◆ **Description of the task**
Set down all of the records exactly, leaving none out.

◆ **Records for this task**
= Beginning of Section =

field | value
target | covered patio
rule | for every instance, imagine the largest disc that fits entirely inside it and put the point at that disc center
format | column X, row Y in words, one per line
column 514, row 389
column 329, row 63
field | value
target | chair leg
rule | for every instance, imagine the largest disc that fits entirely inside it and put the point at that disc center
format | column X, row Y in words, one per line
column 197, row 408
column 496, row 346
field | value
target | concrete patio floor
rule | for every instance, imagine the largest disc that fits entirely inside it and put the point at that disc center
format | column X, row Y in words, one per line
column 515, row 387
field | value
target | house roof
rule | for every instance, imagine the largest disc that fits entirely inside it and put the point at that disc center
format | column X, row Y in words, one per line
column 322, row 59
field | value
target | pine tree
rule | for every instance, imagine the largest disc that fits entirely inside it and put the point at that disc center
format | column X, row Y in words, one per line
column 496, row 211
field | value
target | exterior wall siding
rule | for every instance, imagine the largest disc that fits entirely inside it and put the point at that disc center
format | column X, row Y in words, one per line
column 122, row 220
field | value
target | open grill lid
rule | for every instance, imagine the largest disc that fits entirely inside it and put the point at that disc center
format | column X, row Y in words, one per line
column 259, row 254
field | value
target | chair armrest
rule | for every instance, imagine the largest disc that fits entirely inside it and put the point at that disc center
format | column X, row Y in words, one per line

= End of Section =

◆ **Problem solution**
field | value
target | covered patio
rule | for every instance, imagine the largest disc that fits entirely inside it and put the point at that disc center
format | column X, row Y in words, one per line
column 514, row 389
column 329, row 63
field | value
target | chair leg
rule | for every instance, imagine the largest disc that fits entirely inside it and put the point at that disc center
format | column X, row Y in words, one per line
column 197, row 408
column 496, row 346
field | value
target | concrete patio floor
rule | for every instance, imagine the largest disc that fits entirely inside it and put the point at that disc center
format | column X, row Y in words, one per line
column 515, row 387
field | value
target | house roof
rule | for every instance, imagine the largest disc that fits entirely inside it and put the point at that disc center
format | column X, row Y in words, one per line
column 322, row 59
field | value
target | pine tree
rule | for every instance, imagine the largest disc that fits entirely inside it and put the point at that disc center
format | column X, row Y in words, one per line
column 496, row 211
field | value
target | exterior wall siding
rule | for every instance, imagine the largest disc that fits entirely inside it and put the point at that disc center
format | column X, row Y in words, one per line
column 122, row 220
field | value
target | open grill lid
rule | for every instance, imagine the largest disc that fits entirely inside it and put the point at that disc center
format | column X, row Y in words, one per line
column 259, row 254
field | value
target | chair armrest
rule | for every instance, imagine the largest disc that fits entirely inside it and put the point at that disc center
format | column X, row Y in words, one per line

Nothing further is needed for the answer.